(SELECTED TEXT)

A 14-month-old baby boy in Florida died from an apparent drug overdose in his crib, and surveillance video allegedly shows how the tragic incident unfolded, authorities said.
The child’s 26-year-old mother, Andrea Smarr, told investigators the toddler, James Valiquette, appeared to be alive and well when she put him to bed at about 10:30 the previous evening, but around 12 hours later she discovered he was dead, police said.
Detectives investigating the child’s death collected multiple pieces of evidence from the home, allegedly including methamphetamine, fentanyl, and scraps of burnt tinfoil as well as surveillance video recorded in the living room and baby’s bedroom, police said.
The video allegedly showed the boy’s father, John Valiquette, 24, fall asleep on the living room floor shortly before 10 p.m. on Jan. 5, police said.
The child was able to “roam around the living room unsupervised,” and at 10:17 p.m., “the victim goes between the sofa and coffee table and picks up what appears to be a scrap of tin foil from the floor,” police wrote in an arrest report obtained by WTVT. “He places it in his mouth and gets on the sofa.”
The baby’s mother walked into the room approximately five minutes later, allegedly with a pipe “commonly used to smoke methamphetamine,” and spotted her son with something in his mouth, the report states.
According to the report, Smarr “quickly removes” the object, and then puts the baby to bed, surveillance video allegedly shows.
The following day, the arrest report states, the baby’s nose and mouth was covered with a “thick, milky mucous.”
An autopsy determined the child’s cause of death was combined drug toxicity as a result of fentanyl and methamphetamine found in his system.
Police alleged in the arrest report that surveillance video shows Valiquette had dropped the tinfoil that was “consistent in appearance” as “the same piece the Victim later placed in his mouth.”
Smarr and Valiquette each face a charge of aggravated manslaughter of a child, WTVT reported.
Valiquette was also charged with multiple counts of possession of narcotics.

(End SELECTED TEXT)

■ **AIM OF THE TASK**: From the news report on the toddler's death, list every piece of evidence that detectives allegedly collected from the home.

(DATA FOR ANALYSIS)

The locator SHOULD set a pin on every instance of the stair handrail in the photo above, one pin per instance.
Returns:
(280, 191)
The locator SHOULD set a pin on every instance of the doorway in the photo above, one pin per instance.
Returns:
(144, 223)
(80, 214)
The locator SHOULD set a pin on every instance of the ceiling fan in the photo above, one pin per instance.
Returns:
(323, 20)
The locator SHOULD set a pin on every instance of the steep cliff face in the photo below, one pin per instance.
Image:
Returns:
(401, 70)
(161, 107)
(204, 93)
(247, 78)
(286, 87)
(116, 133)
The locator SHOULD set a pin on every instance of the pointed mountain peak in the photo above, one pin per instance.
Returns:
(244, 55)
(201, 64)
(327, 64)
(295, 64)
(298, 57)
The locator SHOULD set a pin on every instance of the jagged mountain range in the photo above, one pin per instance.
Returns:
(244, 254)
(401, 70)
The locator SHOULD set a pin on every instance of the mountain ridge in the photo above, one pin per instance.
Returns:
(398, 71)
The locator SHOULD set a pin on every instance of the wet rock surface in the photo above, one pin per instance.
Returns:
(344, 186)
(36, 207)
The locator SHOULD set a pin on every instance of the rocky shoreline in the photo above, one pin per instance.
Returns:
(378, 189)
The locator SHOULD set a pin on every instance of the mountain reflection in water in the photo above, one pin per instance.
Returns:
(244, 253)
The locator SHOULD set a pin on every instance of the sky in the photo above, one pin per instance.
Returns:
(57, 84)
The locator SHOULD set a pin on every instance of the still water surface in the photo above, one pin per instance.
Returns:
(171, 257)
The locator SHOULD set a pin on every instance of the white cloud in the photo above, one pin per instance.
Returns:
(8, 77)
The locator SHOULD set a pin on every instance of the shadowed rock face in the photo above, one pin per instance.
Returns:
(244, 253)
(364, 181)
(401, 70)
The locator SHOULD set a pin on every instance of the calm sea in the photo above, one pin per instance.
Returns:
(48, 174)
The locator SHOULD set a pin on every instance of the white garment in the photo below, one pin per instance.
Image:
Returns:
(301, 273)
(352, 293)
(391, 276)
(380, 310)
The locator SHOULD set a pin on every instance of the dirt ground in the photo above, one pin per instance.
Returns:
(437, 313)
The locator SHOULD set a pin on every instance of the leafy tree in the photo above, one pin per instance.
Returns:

(End DATA FOR ANALYSIS)

■ **SOLUTION TO THIS PROBLEM**:
- Methamphetamine
- Fentanyl
- Scraps of burnt tinfoil
- Surveillance video recorded in the living room and the baby's bedroom